#### [Exercise instructions]
Locate the lines of the listing below that hold "shirt", then copy each of them.
━━━ Extracted entries ━━━
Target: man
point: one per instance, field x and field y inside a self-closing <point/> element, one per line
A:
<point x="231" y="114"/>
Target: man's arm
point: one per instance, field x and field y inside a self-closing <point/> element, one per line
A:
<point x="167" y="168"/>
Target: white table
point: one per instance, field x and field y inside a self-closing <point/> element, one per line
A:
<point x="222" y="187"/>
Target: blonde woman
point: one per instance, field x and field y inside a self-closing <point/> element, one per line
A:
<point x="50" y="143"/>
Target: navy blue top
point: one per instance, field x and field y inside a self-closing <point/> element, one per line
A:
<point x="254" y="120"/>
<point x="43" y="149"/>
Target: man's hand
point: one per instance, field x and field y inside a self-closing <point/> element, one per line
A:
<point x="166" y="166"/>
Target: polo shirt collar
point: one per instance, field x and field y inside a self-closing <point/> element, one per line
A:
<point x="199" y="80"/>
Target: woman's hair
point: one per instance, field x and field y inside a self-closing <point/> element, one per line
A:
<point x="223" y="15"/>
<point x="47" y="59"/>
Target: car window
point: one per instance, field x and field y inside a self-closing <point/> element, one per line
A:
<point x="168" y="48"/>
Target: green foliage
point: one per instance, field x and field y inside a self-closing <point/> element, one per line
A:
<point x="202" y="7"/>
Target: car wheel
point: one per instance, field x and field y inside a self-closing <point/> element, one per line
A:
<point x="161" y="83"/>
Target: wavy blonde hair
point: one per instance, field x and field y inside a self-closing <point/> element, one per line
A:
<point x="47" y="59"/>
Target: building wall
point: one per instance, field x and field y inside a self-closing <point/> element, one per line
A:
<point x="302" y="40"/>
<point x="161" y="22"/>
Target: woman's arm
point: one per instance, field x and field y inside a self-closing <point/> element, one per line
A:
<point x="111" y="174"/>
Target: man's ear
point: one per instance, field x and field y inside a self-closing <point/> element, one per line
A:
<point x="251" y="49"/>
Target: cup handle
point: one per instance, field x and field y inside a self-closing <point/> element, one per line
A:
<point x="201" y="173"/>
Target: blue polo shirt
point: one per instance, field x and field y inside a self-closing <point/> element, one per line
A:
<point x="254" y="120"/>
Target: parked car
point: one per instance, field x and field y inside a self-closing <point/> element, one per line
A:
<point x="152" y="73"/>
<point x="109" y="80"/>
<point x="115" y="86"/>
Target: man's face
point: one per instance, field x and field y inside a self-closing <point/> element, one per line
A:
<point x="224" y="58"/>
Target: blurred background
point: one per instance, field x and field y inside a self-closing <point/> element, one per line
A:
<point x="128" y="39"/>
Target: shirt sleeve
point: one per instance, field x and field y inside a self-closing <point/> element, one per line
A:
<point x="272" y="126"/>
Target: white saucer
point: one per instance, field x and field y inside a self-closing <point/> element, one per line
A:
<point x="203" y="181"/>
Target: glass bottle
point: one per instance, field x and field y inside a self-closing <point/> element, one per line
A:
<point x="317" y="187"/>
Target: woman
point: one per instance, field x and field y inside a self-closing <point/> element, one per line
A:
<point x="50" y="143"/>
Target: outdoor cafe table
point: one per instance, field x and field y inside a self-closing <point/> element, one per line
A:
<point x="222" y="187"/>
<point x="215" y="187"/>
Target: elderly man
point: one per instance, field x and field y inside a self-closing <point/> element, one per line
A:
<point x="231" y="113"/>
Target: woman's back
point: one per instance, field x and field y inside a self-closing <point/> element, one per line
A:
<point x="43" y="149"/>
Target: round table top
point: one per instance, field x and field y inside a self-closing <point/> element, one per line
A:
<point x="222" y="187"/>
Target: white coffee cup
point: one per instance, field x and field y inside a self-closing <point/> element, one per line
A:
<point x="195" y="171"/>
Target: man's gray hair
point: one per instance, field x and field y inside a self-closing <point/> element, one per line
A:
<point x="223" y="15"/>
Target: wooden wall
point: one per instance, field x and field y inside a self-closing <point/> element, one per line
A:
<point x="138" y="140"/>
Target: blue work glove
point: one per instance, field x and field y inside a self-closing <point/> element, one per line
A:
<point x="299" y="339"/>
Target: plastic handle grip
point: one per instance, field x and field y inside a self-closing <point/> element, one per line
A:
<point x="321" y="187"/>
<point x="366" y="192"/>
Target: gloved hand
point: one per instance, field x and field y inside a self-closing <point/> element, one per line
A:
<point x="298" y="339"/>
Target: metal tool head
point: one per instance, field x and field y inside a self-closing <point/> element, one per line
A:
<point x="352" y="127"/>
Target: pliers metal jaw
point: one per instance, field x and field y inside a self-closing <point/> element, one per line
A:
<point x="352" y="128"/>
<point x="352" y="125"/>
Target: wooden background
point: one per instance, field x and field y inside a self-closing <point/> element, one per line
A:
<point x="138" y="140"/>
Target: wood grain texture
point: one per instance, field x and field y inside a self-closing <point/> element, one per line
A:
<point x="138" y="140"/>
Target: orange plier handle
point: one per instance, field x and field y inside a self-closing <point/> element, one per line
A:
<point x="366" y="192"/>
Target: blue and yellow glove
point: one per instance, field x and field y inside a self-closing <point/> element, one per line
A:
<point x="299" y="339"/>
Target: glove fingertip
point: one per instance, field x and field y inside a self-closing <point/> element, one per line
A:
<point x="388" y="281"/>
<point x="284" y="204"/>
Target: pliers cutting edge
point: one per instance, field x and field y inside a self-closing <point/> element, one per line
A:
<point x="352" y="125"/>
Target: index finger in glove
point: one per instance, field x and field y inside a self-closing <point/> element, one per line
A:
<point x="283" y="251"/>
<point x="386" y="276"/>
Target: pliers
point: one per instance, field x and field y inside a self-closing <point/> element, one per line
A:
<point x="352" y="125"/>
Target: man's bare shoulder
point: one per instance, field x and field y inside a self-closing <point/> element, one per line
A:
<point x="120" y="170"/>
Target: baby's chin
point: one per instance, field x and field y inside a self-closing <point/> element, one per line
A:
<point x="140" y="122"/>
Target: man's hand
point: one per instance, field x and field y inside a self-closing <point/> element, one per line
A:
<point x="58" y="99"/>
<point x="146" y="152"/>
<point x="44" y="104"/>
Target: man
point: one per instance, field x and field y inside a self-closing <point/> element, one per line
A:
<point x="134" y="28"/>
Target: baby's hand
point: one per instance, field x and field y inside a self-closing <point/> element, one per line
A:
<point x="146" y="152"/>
━━━
#### [Exercise solution]
Target: polo shirt collar
Target: blue polo shirt
Target: shirt sleeve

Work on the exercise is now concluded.